EXERCISE DIRECTIONS.
Produce an exact copy of the lines from the line that contains "of the camper" to the end of the listing below.

MATERIAL PROVIDED.
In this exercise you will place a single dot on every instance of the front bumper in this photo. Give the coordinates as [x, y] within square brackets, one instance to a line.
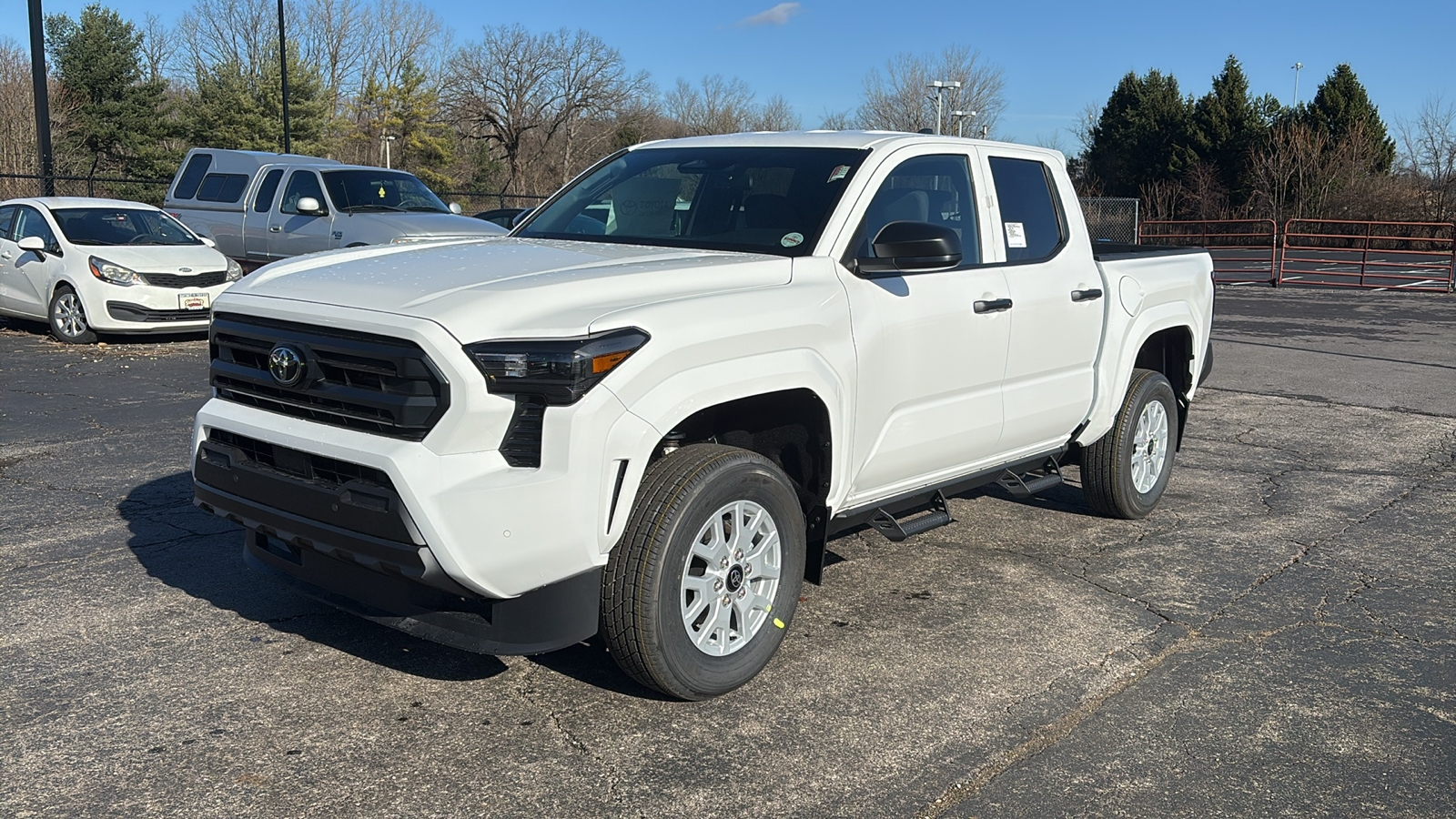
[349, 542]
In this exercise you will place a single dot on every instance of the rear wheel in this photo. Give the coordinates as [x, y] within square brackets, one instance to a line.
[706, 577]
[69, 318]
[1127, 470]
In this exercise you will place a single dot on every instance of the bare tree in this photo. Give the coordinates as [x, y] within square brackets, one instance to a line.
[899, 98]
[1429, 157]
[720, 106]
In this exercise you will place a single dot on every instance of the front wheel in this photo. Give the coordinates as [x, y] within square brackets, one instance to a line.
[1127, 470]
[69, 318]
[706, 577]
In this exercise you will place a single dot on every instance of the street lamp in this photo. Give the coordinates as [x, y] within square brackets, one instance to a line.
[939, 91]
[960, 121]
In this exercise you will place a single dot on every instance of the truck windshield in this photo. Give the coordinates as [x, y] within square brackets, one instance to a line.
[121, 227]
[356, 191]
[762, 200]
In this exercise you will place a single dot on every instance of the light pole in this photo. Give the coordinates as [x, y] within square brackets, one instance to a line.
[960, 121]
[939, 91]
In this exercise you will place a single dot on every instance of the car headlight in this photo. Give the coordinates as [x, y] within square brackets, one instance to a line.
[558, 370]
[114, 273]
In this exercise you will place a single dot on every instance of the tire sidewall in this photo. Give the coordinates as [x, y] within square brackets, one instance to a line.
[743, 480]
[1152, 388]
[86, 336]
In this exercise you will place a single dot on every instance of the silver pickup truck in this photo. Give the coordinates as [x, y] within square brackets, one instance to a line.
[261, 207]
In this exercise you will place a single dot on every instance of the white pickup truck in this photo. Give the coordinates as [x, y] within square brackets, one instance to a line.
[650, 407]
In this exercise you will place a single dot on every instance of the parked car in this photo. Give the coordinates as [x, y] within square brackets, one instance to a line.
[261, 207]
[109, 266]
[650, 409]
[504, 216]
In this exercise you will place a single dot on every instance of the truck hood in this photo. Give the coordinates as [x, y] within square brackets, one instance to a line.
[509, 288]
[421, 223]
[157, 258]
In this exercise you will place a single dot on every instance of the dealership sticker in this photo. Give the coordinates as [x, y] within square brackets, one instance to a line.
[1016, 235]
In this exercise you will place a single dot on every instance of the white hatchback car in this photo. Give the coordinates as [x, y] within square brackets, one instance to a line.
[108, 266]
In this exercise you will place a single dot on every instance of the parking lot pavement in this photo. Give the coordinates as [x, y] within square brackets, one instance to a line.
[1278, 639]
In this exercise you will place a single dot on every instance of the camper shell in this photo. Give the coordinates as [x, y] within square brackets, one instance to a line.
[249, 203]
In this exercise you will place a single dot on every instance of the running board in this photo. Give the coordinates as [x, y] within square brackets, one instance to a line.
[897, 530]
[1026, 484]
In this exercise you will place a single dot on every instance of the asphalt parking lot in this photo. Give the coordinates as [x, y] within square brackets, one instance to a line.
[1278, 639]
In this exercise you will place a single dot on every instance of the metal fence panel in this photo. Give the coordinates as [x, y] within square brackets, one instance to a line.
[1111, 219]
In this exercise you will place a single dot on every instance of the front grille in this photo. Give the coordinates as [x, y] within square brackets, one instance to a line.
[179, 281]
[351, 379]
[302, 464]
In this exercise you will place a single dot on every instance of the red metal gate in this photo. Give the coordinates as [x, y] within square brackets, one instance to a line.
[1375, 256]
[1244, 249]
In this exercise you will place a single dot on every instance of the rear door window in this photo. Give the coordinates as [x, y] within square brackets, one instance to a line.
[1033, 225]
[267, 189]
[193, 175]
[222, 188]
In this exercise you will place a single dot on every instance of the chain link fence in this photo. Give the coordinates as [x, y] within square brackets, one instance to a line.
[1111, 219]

PROBLEM SOLUTION.
In this exercise you will place a single dot on every instance of the camper shell in this photo. Give the coordinates as [x, y] within square brackets, one instance to a line.
[249, 203]
In this exercise you will place a single dot on every instance of the running board in this photo. Give the coordinates as [x, y] within square brackets, one instance to a line.
[897, 530]
[1026, 484]
In this exercise you will place a single dot on every instance of the asphalt parking lot in this photo. Give the coordinates as [x, y] within square brackets, one instance to a line.
[1278, 639]
In this exercise you will place a single dot on every instance of the metal fence panel in this photo. Give the coordinates as [x, y] within square brackets, one instance to a line.
[1111, 219]
In this exercise you will place a single dot on every instance of the front grille in this photo. Give the coordinates as [x, y] within square brackets, one instance to a line.
[179, 281]
[351, 379]
[302, 464]
In this exercise you will place a single dot on every instance of the red metal gate in this photo. Give the coordinates as [x, y] within square brackets, one instance to a line.
[1375, 256]
[1244, 249]
In this exercise you will place a single dot on every instance of the rear door window in this photo. Give the coordinates as [x, y] within square brackets, one instance to a line.
[1033, 225]
[267, 189]
[193, 175]
[222, 188]
In this exercise you will place a single dot on every instance of the chain link fence in this photo. Give the coordinates as [x, y] within square brackets, one instance to a line.
[1111, 219]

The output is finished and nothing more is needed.